EXERCISE TEXT Start Marker
Spider Mite Management
Spider mite (Tetranychus urticae) outbreaks are being reported by South Carolina extension agents with increasing frequency and earlier in the season than is typical. There are also cases of miticide failure. Spider mites can cause serious yield losses. Outbreaks are attributed to applications of broad-spectrum insecticides, which have non-target effects on the natural enemies that otherwise control spider mite populations. Little is known about the abundance or diversity of naturally occurring (non-released) spider mite predators in vegetables. Additionally, monitoring spider mite populations for miticide resistance development will allow extension personnel to provide growers with advance warning of products that are losing efficacy. Tetranychus urticae is known as the most resistant pest species, with resistance to 95 active ingredients documented. If spider mite outbreaks can be reduced through conserving natural enemies, miticide resistance development could be slowed or halted.
Many management practices implemented by growers have the potential to impact biological control of pest arthropods by natural enemies. In conventional agriculture, broad-spectrum pesticides can cause direct harm to natural enemies through non-target effects. Landscape simplification reduces the diversity of resources available to natural enemies and regular cultivation practices, like tillage and weed control, reduce the amount of available non-crop habitat. Biological control can play a critical role in organic systems, especially because chemical options for pest management are limited. Implementation of conservation biological control can have positive outcomes, resulting in lower pest pressure and reduced pesticide applications. However, striking a balance between conserving natural enemies and using agricultural inputs to maximize returns on high value crops, like vegetables, is challenging. Identification of natural enemies is crucial because not all natural enemy groups are conserved through the same practices. Additionally, knowledge of which natural enemies are important in particular systems allows for the creation of targeted extension material regarding the identification and biology of particular species. Therefore, we seek to provide regional- and crop-specific information regarding best practices for natural enemy conservation.
EXERCISE TEXT End Marker
SUPPLIED ENTRIES Start Marker
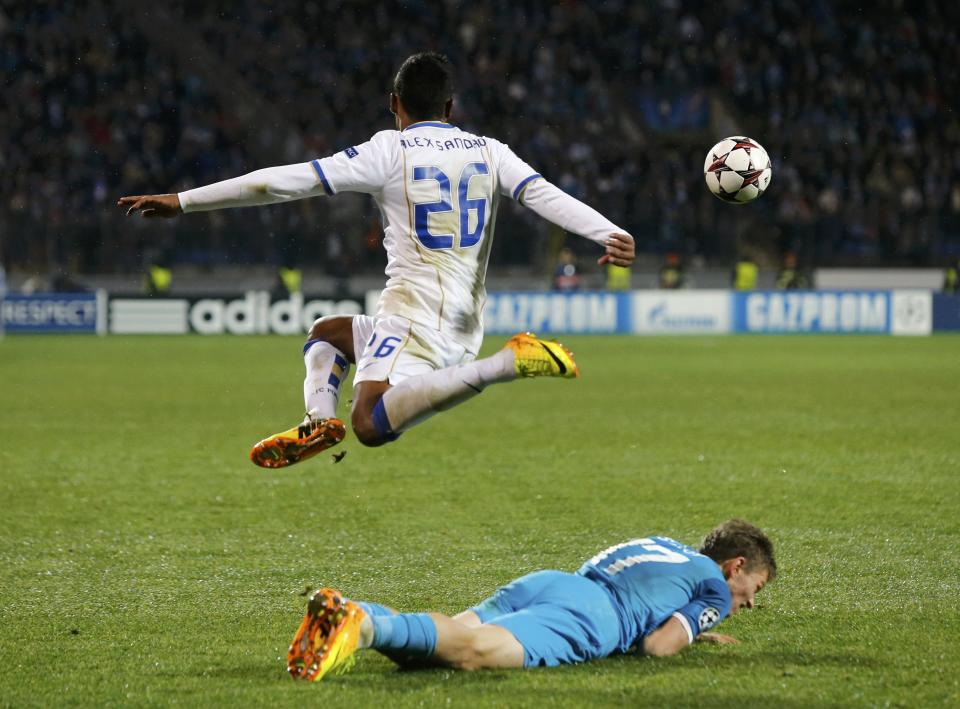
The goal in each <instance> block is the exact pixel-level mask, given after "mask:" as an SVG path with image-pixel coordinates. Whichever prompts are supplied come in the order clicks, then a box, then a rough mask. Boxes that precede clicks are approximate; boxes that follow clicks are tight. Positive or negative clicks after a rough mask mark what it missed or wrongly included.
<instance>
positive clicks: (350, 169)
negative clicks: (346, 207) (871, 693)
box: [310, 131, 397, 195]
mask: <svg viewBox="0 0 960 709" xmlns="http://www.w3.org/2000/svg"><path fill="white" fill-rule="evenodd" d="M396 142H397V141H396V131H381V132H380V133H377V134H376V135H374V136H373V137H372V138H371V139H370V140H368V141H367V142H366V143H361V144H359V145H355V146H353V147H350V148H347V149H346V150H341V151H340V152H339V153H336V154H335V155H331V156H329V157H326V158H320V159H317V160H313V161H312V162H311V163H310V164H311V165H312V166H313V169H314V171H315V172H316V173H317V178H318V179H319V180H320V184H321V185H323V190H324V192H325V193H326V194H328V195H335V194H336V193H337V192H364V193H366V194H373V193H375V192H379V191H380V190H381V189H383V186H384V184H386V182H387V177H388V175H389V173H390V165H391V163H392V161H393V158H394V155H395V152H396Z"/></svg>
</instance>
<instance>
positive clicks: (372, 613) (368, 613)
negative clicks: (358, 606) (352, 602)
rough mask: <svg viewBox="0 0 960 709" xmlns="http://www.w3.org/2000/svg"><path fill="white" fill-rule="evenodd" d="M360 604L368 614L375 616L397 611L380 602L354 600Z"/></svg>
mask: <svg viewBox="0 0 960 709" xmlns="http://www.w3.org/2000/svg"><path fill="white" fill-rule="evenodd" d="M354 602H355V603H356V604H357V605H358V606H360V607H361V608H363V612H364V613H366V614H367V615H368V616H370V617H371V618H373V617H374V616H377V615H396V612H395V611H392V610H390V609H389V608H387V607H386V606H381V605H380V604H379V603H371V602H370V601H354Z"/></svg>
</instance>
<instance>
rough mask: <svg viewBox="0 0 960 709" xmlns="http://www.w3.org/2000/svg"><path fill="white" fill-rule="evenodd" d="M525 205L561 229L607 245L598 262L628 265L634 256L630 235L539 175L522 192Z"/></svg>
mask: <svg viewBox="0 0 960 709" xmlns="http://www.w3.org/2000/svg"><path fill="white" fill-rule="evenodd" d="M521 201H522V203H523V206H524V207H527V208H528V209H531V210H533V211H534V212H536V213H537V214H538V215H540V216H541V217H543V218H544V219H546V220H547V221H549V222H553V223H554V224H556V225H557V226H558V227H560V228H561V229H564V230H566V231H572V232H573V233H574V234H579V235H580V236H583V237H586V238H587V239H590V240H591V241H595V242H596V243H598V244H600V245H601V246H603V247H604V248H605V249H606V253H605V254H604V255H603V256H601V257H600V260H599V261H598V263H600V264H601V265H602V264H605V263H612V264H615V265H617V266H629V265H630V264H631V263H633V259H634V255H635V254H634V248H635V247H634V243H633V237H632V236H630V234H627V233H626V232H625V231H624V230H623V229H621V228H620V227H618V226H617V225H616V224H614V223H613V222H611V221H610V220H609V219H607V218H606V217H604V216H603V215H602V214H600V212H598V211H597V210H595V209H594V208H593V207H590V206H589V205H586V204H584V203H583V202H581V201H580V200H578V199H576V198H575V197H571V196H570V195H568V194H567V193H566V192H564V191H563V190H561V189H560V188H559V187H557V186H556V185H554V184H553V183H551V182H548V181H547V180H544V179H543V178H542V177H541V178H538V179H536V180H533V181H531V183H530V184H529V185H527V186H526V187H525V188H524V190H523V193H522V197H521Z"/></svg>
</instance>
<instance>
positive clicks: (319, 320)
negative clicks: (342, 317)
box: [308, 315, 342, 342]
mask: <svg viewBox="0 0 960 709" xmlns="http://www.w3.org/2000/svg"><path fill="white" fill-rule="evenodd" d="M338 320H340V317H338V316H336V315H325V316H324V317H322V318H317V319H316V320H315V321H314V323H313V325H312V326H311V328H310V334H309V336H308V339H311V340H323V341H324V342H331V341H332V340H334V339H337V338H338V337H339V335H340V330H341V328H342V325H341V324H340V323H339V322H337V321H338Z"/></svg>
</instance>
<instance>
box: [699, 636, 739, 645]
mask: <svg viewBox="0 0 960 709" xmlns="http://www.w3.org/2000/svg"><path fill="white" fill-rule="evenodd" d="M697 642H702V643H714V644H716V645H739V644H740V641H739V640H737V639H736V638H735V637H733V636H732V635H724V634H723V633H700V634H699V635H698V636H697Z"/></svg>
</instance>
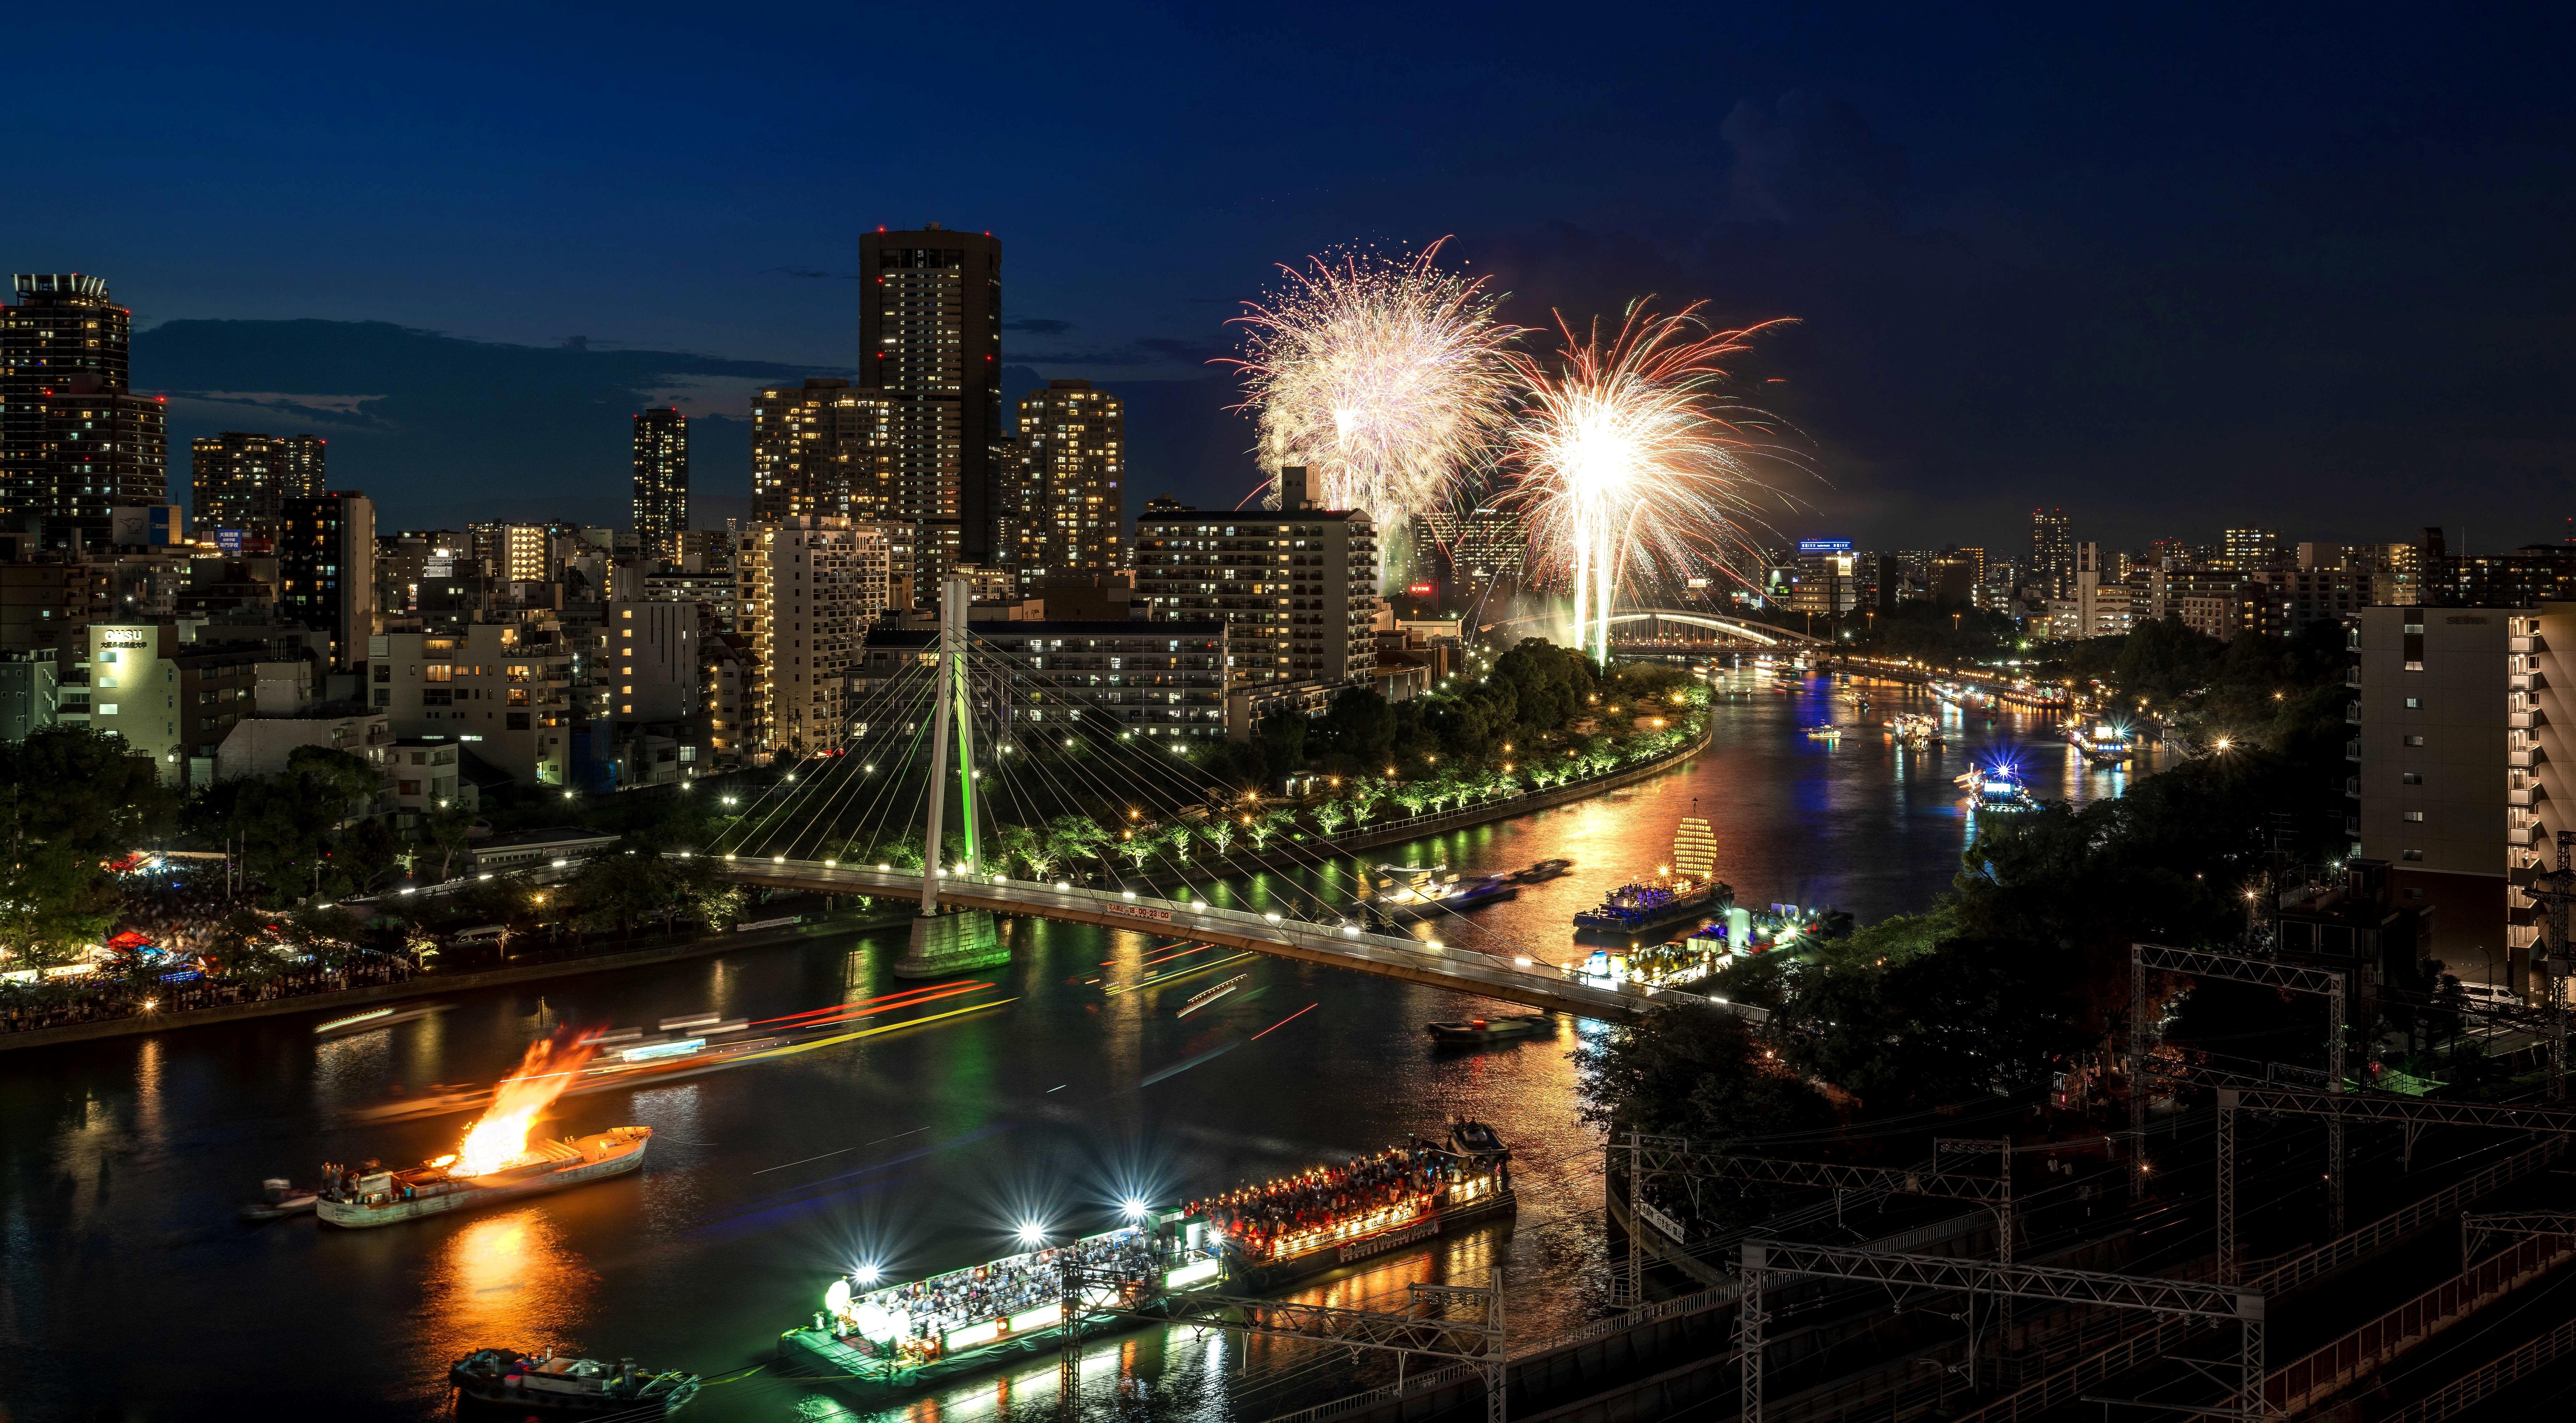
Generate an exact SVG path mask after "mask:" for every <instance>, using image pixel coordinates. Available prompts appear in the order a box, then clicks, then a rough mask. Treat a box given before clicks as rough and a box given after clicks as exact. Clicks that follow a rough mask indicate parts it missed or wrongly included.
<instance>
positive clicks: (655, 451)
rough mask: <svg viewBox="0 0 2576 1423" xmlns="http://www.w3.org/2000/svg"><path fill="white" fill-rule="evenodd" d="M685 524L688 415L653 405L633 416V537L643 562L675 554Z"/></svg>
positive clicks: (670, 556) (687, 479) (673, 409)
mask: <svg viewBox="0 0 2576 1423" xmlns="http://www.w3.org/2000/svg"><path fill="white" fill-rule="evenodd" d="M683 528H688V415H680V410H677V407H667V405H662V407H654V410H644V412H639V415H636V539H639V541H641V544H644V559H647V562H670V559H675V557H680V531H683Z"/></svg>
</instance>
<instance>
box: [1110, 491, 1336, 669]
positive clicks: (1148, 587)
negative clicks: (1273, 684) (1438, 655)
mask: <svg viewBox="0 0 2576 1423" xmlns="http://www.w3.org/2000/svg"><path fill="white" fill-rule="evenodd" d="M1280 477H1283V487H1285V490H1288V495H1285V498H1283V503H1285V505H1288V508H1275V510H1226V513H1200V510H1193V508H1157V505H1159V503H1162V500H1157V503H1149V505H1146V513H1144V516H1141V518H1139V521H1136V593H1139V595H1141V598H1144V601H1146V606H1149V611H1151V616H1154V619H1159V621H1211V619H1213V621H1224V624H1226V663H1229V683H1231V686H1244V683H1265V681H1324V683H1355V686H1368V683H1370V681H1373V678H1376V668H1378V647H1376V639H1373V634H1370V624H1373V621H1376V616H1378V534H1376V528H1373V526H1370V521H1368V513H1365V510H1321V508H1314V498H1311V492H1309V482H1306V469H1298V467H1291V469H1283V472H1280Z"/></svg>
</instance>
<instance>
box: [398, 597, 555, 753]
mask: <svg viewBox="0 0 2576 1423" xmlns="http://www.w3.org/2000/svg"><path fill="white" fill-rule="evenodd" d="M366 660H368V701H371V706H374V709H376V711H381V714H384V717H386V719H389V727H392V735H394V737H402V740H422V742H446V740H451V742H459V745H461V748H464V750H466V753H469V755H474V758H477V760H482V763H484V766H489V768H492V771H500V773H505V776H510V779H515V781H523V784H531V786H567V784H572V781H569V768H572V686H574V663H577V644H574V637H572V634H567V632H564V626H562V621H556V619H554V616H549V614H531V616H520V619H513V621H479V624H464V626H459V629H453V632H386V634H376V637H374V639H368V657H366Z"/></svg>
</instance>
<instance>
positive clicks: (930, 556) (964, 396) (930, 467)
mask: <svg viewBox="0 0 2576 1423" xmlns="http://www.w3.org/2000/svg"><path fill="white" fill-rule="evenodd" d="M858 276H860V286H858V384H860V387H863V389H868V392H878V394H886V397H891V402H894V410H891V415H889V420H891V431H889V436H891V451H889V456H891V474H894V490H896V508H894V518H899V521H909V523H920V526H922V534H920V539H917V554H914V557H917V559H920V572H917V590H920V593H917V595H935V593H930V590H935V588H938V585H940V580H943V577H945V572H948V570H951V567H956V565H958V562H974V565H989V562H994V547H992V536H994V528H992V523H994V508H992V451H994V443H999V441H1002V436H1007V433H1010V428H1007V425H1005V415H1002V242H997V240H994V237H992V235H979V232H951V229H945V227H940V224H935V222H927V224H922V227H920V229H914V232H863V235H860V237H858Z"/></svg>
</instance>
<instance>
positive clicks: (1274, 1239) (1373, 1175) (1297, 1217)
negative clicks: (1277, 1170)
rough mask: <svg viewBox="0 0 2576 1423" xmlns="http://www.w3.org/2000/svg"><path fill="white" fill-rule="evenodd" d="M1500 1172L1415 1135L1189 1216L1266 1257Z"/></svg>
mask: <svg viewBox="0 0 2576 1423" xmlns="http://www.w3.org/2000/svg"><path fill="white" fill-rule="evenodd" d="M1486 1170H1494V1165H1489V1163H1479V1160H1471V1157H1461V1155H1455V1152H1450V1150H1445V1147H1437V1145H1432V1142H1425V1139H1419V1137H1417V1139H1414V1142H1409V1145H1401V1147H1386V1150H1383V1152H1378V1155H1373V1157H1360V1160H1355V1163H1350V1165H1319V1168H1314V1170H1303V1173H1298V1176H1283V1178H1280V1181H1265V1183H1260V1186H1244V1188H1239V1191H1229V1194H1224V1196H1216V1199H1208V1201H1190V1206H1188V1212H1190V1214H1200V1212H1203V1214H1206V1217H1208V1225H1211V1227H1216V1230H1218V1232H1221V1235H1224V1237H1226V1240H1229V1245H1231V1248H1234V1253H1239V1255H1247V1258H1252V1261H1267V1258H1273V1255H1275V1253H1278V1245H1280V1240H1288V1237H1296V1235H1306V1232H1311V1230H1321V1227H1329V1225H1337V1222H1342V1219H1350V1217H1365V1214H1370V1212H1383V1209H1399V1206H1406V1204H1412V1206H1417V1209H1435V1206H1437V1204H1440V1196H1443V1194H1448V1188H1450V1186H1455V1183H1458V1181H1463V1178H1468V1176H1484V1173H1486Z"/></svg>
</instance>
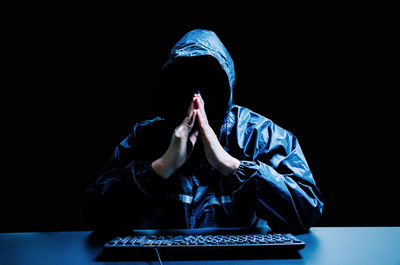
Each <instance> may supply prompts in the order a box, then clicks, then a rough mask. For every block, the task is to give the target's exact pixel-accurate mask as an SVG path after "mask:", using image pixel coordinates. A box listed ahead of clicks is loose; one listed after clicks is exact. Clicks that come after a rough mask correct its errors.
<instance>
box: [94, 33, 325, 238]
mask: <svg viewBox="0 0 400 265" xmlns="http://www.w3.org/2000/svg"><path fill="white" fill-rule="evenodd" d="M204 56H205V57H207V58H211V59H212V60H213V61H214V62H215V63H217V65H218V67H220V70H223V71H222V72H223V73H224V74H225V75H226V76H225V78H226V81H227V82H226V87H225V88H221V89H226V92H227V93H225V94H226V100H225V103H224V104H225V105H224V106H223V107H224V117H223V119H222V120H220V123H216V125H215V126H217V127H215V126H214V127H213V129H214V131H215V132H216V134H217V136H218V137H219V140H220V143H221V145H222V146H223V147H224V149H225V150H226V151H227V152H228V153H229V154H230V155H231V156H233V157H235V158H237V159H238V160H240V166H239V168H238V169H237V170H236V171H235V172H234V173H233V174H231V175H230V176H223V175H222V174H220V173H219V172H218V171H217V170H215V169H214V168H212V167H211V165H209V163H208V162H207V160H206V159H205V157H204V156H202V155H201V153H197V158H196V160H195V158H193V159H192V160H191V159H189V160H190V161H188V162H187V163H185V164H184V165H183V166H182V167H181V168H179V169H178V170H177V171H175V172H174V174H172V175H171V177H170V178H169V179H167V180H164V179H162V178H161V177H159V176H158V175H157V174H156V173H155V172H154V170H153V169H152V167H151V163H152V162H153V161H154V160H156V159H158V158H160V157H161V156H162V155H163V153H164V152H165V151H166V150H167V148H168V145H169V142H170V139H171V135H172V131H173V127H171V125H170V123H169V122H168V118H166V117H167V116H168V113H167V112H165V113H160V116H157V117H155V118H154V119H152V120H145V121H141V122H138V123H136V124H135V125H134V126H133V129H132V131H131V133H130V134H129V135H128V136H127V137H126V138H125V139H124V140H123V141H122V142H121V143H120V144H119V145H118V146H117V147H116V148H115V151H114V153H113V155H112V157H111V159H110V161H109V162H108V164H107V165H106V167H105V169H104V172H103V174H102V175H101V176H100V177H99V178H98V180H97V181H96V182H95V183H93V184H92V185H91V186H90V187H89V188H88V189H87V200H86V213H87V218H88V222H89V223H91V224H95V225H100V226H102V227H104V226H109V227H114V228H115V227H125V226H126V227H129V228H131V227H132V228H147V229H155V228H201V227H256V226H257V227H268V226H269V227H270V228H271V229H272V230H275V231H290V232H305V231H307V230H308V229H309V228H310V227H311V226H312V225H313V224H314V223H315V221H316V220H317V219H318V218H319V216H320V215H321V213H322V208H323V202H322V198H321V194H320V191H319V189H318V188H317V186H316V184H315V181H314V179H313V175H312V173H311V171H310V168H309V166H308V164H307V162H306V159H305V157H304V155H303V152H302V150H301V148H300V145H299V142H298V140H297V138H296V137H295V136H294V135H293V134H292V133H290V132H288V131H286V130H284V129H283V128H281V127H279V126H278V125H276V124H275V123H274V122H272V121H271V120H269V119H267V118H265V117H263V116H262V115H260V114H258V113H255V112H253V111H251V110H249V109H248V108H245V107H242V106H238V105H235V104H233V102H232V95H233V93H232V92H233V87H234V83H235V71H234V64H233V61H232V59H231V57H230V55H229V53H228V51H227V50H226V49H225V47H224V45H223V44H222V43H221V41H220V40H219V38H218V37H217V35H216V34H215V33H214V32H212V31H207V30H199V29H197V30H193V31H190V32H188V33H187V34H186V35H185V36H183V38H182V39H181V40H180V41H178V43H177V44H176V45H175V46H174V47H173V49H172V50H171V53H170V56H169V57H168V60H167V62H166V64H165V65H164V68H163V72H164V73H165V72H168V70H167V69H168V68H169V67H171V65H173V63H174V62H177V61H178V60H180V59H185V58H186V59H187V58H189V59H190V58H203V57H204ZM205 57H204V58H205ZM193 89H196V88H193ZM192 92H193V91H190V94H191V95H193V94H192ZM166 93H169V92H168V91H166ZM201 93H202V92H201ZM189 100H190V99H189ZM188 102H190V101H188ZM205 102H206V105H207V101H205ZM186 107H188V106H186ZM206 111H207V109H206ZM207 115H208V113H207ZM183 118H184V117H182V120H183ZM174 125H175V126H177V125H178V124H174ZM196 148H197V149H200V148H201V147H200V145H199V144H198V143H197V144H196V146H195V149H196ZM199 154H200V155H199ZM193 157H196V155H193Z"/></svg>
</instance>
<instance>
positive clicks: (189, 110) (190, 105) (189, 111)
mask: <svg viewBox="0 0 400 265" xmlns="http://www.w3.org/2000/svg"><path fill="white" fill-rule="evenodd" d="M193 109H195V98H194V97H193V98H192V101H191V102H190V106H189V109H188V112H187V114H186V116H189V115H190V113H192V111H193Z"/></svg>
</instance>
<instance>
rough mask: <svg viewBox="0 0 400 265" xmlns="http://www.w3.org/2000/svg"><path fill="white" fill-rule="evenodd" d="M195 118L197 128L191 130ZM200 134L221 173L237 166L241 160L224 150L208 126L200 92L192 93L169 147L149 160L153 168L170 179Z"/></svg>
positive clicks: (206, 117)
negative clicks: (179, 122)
SUPPLIED ENTRIES End Marker
→ **WORK REQUEST**: According to the spider mite management text, to how many active ingredients has resistance in Tetranychus urticae been documented?

→ **EXERCISE ANSWER**: Resistance has been documented to 95 active ingredients.